» **Record excerpts**

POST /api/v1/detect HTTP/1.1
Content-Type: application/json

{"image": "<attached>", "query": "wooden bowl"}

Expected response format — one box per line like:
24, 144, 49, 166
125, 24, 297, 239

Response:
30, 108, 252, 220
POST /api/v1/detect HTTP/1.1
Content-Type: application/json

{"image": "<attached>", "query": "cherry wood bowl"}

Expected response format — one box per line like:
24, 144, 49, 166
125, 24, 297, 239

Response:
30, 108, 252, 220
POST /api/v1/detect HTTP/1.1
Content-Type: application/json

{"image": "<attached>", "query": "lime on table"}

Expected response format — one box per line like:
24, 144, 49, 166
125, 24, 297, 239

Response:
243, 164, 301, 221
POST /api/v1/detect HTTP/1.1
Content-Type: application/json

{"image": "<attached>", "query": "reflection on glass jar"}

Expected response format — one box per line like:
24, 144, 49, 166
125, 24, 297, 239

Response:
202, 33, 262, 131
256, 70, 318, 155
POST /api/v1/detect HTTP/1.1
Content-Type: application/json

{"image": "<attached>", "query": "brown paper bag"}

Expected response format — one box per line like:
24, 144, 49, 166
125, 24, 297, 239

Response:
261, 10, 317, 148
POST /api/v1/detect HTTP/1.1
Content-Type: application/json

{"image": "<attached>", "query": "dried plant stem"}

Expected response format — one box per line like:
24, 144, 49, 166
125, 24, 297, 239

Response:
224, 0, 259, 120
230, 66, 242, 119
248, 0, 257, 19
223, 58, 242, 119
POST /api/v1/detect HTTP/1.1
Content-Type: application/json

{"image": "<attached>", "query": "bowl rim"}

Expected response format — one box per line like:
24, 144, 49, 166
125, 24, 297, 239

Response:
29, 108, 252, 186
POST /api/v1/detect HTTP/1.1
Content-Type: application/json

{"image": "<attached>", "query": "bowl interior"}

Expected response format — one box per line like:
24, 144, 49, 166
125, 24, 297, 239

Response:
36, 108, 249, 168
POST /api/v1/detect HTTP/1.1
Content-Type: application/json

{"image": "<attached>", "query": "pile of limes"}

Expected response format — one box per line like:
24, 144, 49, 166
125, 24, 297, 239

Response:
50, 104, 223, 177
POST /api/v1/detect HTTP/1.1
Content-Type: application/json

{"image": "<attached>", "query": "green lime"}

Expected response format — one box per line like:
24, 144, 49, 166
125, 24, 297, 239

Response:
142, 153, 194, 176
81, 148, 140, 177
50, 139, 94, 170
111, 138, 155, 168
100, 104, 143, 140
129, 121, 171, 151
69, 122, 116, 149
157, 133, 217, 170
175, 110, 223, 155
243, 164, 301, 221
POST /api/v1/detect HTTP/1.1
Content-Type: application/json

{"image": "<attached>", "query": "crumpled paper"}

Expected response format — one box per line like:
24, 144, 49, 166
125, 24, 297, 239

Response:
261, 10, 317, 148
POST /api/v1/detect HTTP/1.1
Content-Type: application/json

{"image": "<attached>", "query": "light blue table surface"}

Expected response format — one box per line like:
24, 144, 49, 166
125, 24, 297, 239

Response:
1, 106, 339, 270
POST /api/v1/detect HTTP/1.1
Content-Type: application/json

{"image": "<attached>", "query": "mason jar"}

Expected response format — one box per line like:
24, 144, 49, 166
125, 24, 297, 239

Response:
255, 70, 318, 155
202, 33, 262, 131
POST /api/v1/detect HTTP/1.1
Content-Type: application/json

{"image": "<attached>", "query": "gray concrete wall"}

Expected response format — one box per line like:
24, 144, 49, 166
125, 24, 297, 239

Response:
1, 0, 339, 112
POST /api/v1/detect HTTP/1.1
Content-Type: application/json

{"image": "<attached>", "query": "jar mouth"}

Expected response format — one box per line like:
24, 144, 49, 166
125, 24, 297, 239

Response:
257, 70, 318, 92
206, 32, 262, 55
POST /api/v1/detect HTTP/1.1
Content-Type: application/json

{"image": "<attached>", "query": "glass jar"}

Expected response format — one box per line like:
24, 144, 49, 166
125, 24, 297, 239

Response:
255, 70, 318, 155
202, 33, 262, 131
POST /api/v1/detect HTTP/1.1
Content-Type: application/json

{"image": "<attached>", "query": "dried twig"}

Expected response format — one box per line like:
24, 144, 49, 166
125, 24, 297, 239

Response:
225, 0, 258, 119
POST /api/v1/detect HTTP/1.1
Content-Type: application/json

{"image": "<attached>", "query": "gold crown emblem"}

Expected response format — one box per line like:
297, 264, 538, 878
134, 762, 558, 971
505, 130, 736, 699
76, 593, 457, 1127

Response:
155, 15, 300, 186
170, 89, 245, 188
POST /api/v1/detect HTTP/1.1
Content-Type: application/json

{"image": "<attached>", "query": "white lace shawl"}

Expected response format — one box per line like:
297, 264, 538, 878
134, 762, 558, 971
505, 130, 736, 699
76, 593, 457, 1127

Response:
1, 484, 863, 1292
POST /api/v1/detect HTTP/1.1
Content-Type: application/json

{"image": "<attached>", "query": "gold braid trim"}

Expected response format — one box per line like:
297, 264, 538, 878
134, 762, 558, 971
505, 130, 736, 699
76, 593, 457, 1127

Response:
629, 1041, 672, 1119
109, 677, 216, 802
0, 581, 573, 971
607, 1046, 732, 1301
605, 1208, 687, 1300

» **What is required**
Print all of the data exactly as it was given.

» **Written reply**
POST /api/v1/detect HTTP/1.1
Content-Type: application/json

{"image": "<attached>", "query": "wooden bowl"}

Expected response format — one box per line like:
24, 144, 49, 166
125, 24, 297, 239

Response:
30, 108, 252, 220
POST /api/v1/detect HTTP/1.1
Content-Type: application/json

{"image": "<attached>", "query": "cherry wood bowl"}

Expected response format — one box per line like:
24, 144, 49, 166
125, 24, 297, 239

Response:
30, 108, 252, 220
POST /api/v1/detect HTTP/1.1
Content-Type: application/json

{"image": "<attached>", "query": "lime on table"}

Expected response format — one box per line like:
24, 144, 49, 166
125, 24, 297, 239

Response:
243, 164, 301, 221
POST /api/v1/detect HTTP/1.1
Content-Type: application/json

{"image": "<attached>", "query": "reflection on glass jar"}

Expected response format — one box per line like:
24, 144, 49, 166
125, 24, 297, 239

Response:
202, 33, 262, 131
256, 70, 318, 155
POST /api/v1/detect HTTP/1.1
Content-Type: application/json

{"image": "<attached>", "query": "brown paper bag"}

Expected response format — one box per line like:
24, 144, 49, 166
125, 24, 297, 239

Response:
261, 10, 317, 148
POST /api/v1/detect HTTP/1.1
Content-Type: application/json

{"image": "<attached>", "query": "dried plant stem"}

Expected response format — one box per line like:
24, 144, 49, 166
125, 24, 297, 239

Response:
224, 0, 259, 120
230, 66, 242, 119
248, 0, 257, 19
223, 58, 242, 119
POST /api/v1/detect HTTP/1.1
Content-Type: application/json

{"image": "<attached>", "query": "bowl rim"}

Expected response format — one box per line like:
24, 144, 49, 166
125, 24, 297, 239

Response:
29, 108, 252, 186
POST /api/v1/detect HTTP/1.1
Content-Type: application/json

{"image": "<attached>", "query": "bowl interior"}

Expected response format — one box per line like:
24, 144, 49, 166
125, 24, 297, 239

Response:
36, 108, 249, 168
POST /api/v1/detect HTTP/1.1
Content-Type: application/json

{"image": "<attached>", "query": "pile of limes"}

Expected response format — one box per line like:
24, 144, 49, 166
125, 24, 297, 239

Response:
50, 104, 223, 177
POST /api/v1/detect HTTP/1.1
Content-Type: application/json

{"image": "<attached>", "query": "green lime"}

Expected response format — one box per line like:
24, 144, 49, 166
125, 24, 297, 239

Response:
142, 153, 194, 176
81, 148, 140, 177
50, 139, 94, 170
111, 138, 155, 168
100, 104, 143, 140
129, 121, 171, 151
69, 122, 116, 149
157, 133, 217, 170
175, 110, 223, 155
243, 164, 301, 221
POST /api/v1/detect HTTP/1.1
Content-Type: application/json

{"image": "<attached>", "query": "crumpled paper"}

Expected response format — one box per line like:
24, 144, 49, 166
125, 24, 297, 239

Response:
261, 10, 317, 148
POST /api/v1/detect HTTP/1.1
Content-Type: application/json

{"image": "<attached>", "query": "light blue table surface"}

Expected response format — one box per line like:
24, 144, 49, 166
125, 24, 297, 239

Response:
1, 106, 339, 270
POST /api/v1/detect HTTP/1.1
Content-Type: application/json

{"image": "<attached>", "query": "mason jar"}

Expected response format — one box per line like:
24, 144, 49, 166
125, 24, 297, 239

Response:
255, 70, 318, 155
202, 33, 262, 131
POST /api/v1/detect HTTP/1.1
Content-Type: application/json

{"image": "<attached>", "query": "gray concrete wall"}

Expected response format — one box per line like:
24, 144, 49, 166
125, 24, 297, 239

Response:
1, 0, 339, 112
POST /api/v1/detect HTTP/1.1
Content-Type: application/json

{"image": "<attached>", "query": "jar mouth"}

Expected response format — one box per line like:
24, 144, 49, 166
125, 24, 297, 239

Response:
257, 70, 318, 92
206, 32, 262, 55
POST /api/v1/detect HTTP/1.1
Content-Type: application/json

{"image": "<attached>", "query": "glass jar"}

Expected response format — one box per line like:
24, 144, 49, 166
125, 24, 297, 239

Response:
255, 70, 318, 155
202, 33, 262, 131
POST /api/v1/detect HTTP/1.1
Content-Type: application/json

{"image": "<attached>", "query": "dried twig"}

Expected response format — one box per line like:
24, 144, 49, 166
125, 24, 297, 239

Response:
225, 0, 258, 119
POST /api/v1/detect HTTP/1.1
Content-Type: application/json

{"image": "<attached>", "query": "gold crown emblem"}

Expected response format — one box per line like:
297, 264, 538, 878
134, 762, 558, 971
505, 130, 736, 699
76, 593, 457, 1127

Response:
155, 15, 300, 186
170, 89, 245, 188
POST /api/v1/detect HTTP/1.1
Content-Type: application/json

{"image": "<attached>", "query": "white lace shawl"}

Expected response format — one box per line like:
297, 264, 538, 878
134, 762, 558, 971
505, 130, 736, 699
76, 593, 457, 1127

Response:
1, 484, 863, 1292
POST /api/v1/detect HTTP/1.1
Content-Type: application/json

{"image": "<attached>", "query": "gold braid trim"}

Expected response format — one box per line like:
297, 264, 538, 878
134, 762, 558, 971
505, 130, 736, 699
76, 593, 457, 1127

Response:
629, 1041, 672, 1119
109, 677, 216, 802
0, 581, 573, 971
607, 1046, 732, 1301
605, 1208, 687, 1300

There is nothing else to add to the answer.